Tag Archives: summer 2009

The Fine Line Between Culture and Trash

As much as I wish I could identify as this constantly erudite, high-culture/brow intellectual, and have that be the most infallible, indelible element of my nature… the truth is, it’s not. I’m some weird consortium of high and low brow pursuit, of theoretical abstraction and reality-driven pragmatism. I’m reminded of the Yiddish film, Der Dybbuk, about a spirit that occupies both the land of the living and the land of the dead; literally dybbuk meaning ‘between two worlds.’ My entire life, I’ve been between two worlds, and have never forced myself to commit to anything, really: the duality of who I am can be astonishingly powerful and beneficial (it has given me a fantastic strength, intellectually and critically), or catastrophically disruptive.

The past eight weeks have been really quite difficult for me, for a host of reasons, not the least of which has been the pigeonholing of my ‘nature’ as a student. Without doubt, they’ve been the most trying of my academic career, and I’m now seriously concerned about applying for, and receiving, a Fulbright Grant to conduct research. In terms of project ideas, I’m confident in the importance and utility of my proposal (which is, as yet, only outlined and still requires writing); my GPA has slipped considerably, though, and Fulbrights are very competitive.

▶ WHAT IS NEEDED:
In the post about culture and trash, what is the literal meaning of "dybbuk"?

▶ PROVIDED DATA:
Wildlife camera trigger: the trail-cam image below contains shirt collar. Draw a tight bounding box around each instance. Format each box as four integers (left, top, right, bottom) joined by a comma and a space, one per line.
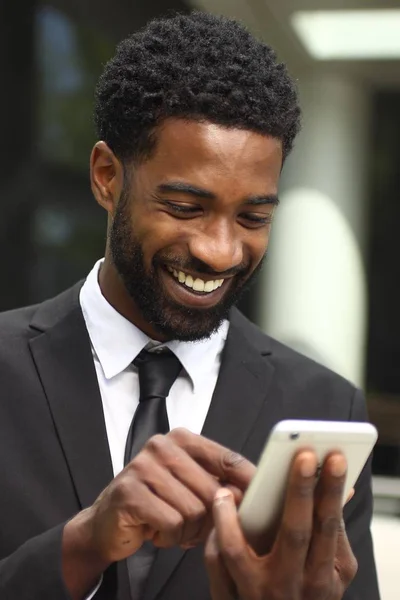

▶ WRITTEN RESPONSE:
Between two worlds.